_REQUIRED WORK_
a) In the thread on retrieving data from related models, write out the passage from "2013-03-18 Thread Taras" up to and including "should be Tender.objects.forContractor.".
b) Answer these questions from the thread on retrieving data from related models:
(i) According to Peter, what should getTendersForContractor return?
(ii) What name does Peter say the function really should have?
(iii) What does Peter say would result from doing the prefetch_related as a single SQL join?

Re: Performance when retrieving data from related models

2013-03-18 Thread Taras D
Hi Peter

On 18 March 2013 16:35, Peter of the Norse  wrote:

> You’re over thinking this by a large margin. getTendersForContractor
> should return a QuerySet. That way you can add things like .select_related
> as necessary in the view.
>
> Also, I’m a bit worried about the fact you have a function called
> getTendersForContractor. It really should be Tender.objects.forContractor.
> Or if the function is just a single filter call, it can be eliminated
> entirely.
>

To confirm, this would require a new Manager that implements the
'forContractor' method?


> * Each prefetch_related hits the database once - a lot better than 3k
> hits, but not as minimal as a sql join which joins all of the tables
>
> Actually, no. If you were to try and do the prefetch_related as a single
> SQL join, you would return an insane number of rows. A single
> prefetch_related wouldn't be a problem, but if you were to try and do a
> select with more than one many field, they would multiply. If you have an
> example of a join statement that doesn’t do that, we’d love to see it.

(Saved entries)
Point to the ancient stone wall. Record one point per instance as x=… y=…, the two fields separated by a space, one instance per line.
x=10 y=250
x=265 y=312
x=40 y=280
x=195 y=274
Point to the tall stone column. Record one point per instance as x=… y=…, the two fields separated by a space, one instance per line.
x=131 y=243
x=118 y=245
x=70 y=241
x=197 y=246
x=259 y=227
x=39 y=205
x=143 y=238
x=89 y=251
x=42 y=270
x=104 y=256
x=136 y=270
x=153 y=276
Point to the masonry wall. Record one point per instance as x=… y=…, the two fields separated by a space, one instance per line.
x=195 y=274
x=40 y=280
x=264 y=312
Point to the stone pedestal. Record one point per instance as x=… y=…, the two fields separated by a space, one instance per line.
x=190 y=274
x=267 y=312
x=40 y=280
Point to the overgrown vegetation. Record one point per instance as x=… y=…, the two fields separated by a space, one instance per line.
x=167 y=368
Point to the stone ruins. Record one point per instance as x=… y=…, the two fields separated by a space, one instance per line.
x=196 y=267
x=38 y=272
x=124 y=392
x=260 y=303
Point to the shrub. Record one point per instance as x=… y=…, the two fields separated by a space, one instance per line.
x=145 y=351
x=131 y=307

* * *

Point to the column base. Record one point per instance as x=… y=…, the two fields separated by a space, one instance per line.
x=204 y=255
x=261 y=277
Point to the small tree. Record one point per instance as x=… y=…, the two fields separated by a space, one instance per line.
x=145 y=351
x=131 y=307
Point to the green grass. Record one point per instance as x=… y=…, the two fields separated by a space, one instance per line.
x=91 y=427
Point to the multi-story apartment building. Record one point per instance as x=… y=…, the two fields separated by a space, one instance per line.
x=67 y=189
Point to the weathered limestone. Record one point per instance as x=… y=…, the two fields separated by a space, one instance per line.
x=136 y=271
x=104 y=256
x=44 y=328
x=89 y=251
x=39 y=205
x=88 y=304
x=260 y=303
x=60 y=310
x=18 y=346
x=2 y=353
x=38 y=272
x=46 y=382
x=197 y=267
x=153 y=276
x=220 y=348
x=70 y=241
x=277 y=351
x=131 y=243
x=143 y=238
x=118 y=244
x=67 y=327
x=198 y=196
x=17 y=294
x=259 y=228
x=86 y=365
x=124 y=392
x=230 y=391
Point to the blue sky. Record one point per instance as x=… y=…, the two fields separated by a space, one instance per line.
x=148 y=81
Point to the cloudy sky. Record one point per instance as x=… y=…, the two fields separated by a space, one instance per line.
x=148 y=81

_ANSWERS BY TASK_
a)
2013-03-18 Thread Taras D
Hi Peter

On 18 March 2013 16:35, Peter of the Norse  wrote:

> You’re over thinking this by a large margin. getTendersForContractor
> should return a QuerySet. That way you can add things like .select_related
> as necessary in the view.
>
> Also, I’m a bit worried about the fact you have a function called
> getTendersForContractor. It really should be Tender.objects.forContractor.

b)
(i) A QuerySet.
(ii) Tender.objects.forContractor.
(iii) It would return an insane number of rows.